*Task to complete*: Count the lines in the records below that contain the string "shirt", and reply with that number alone.

——

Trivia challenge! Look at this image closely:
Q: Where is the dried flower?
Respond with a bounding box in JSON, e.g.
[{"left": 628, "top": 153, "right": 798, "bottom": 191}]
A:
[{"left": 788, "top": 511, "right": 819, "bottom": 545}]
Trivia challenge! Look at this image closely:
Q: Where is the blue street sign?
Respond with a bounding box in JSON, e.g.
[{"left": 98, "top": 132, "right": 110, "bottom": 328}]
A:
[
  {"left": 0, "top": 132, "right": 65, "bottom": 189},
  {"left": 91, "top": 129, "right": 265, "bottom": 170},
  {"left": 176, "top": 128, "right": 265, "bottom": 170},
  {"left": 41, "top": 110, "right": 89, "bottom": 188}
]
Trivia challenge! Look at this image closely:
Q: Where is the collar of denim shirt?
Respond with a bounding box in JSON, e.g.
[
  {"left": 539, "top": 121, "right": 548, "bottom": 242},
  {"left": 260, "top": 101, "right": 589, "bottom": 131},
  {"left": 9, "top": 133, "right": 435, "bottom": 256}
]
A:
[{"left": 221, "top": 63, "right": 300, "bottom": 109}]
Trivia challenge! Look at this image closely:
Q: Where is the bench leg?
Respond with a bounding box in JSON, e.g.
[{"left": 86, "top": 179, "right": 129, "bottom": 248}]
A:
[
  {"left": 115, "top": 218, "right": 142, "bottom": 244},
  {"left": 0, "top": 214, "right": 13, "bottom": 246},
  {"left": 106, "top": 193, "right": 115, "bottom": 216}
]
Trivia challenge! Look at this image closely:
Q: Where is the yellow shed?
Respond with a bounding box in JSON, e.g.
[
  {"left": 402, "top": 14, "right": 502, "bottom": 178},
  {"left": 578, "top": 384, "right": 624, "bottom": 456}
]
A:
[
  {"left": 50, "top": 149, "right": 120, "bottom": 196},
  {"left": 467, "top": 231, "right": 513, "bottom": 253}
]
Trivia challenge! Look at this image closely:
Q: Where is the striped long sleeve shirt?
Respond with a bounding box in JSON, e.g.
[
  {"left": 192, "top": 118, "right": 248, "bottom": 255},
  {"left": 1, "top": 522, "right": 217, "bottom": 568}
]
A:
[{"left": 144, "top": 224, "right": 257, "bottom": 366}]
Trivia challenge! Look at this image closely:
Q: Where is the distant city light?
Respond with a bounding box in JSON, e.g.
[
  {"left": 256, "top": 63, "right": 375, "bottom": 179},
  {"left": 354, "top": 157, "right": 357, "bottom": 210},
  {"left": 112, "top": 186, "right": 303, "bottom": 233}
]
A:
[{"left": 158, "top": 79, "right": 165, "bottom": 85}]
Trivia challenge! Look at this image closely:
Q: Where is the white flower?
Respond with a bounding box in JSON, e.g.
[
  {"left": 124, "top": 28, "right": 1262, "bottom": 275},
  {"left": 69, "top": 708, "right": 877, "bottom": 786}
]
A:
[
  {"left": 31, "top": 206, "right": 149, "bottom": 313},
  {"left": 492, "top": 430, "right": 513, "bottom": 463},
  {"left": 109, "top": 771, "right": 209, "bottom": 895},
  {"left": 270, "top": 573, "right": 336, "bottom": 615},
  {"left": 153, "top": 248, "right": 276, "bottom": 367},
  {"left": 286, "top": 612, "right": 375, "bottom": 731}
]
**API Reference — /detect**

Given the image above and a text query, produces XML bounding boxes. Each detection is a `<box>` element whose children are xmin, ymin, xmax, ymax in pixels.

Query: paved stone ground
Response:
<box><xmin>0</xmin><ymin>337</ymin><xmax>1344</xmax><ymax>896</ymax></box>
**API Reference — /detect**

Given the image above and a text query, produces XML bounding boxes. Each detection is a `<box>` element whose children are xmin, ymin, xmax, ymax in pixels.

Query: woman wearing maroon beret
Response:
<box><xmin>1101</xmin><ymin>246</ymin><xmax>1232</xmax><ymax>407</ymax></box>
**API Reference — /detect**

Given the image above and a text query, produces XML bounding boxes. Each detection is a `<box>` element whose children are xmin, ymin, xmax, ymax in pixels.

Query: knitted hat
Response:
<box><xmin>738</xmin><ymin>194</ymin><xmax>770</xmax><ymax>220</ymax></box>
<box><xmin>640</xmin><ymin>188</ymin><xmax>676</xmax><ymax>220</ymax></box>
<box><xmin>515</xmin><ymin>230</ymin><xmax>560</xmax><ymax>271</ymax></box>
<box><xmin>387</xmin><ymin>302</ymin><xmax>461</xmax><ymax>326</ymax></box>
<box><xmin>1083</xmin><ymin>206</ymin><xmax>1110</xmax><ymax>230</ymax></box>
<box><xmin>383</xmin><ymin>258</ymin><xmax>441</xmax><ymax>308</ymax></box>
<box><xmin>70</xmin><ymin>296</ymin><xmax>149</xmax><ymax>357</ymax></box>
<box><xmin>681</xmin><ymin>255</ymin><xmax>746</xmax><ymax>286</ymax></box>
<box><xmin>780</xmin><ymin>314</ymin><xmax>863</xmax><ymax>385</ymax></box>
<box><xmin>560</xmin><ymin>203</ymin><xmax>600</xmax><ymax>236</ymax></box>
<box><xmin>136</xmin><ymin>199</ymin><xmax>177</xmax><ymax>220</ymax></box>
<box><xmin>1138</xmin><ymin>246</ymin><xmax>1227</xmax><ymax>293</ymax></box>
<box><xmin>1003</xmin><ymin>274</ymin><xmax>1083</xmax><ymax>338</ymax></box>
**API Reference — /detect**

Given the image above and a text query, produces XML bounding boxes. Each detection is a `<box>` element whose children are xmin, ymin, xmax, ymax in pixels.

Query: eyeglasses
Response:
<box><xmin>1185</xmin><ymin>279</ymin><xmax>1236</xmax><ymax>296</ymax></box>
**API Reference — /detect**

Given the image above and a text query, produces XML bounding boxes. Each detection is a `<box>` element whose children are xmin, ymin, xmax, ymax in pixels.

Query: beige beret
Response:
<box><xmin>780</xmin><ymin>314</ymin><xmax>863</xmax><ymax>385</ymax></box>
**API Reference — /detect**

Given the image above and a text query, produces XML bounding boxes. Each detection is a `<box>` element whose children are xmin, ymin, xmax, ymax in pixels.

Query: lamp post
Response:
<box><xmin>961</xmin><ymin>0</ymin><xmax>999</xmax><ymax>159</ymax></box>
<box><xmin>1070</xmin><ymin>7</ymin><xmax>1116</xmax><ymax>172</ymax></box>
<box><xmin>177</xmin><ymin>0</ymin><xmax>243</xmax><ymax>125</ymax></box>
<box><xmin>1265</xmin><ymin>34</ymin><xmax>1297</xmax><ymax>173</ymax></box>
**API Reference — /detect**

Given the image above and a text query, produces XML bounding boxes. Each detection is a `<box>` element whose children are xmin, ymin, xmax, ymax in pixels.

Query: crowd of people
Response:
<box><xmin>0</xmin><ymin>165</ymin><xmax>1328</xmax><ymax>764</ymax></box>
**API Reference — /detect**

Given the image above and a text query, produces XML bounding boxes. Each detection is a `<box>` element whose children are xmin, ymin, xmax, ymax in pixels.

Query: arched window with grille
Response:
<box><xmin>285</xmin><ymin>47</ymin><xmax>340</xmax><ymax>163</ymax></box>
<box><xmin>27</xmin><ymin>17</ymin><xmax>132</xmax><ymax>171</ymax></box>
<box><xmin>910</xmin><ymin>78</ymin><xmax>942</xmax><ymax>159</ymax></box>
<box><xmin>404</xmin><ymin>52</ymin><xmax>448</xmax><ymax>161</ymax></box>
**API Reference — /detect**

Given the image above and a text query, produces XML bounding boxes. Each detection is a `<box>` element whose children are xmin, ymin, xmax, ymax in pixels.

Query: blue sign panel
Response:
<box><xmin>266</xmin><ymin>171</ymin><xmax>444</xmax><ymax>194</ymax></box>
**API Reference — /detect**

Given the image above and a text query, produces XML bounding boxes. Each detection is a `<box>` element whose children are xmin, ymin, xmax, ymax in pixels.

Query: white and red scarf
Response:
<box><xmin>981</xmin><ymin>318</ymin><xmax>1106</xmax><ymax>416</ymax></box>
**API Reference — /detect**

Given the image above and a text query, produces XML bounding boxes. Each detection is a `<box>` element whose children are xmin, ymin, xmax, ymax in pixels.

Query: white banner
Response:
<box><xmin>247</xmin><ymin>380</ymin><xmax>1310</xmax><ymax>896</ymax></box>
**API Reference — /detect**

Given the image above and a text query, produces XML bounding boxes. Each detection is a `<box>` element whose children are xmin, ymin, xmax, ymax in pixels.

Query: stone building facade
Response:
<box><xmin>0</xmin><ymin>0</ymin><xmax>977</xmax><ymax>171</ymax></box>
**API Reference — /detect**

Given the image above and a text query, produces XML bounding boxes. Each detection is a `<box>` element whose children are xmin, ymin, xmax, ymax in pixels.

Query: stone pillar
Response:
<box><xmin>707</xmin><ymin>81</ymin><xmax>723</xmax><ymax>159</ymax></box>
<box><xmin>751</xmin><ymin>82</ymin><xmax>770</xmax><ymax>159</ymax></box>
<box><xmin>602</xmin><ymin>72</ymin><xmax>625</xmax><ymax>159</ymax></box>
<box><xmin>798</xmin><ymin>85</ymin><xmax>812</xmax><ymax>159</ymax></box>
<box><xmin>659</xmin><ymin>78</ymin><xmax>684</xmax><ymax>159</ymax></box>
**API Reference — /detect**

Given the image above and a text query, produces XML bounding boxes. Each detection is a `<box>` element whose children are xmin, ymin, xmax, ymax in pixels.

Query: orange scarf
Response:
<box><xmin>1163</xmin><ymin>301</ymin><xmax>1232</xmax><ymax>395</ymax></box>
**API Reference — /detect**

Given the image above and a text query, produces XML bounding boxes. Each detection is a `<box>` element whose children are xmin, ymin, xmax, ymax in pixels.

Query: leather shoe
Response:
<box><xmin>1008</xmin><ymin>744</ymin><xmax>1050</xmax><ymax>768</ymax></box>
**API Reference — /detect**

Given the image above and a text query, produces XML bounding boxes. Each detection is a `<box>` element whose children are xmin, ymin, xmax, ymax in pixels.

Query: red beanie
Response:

——

*Answer to this problem*: 2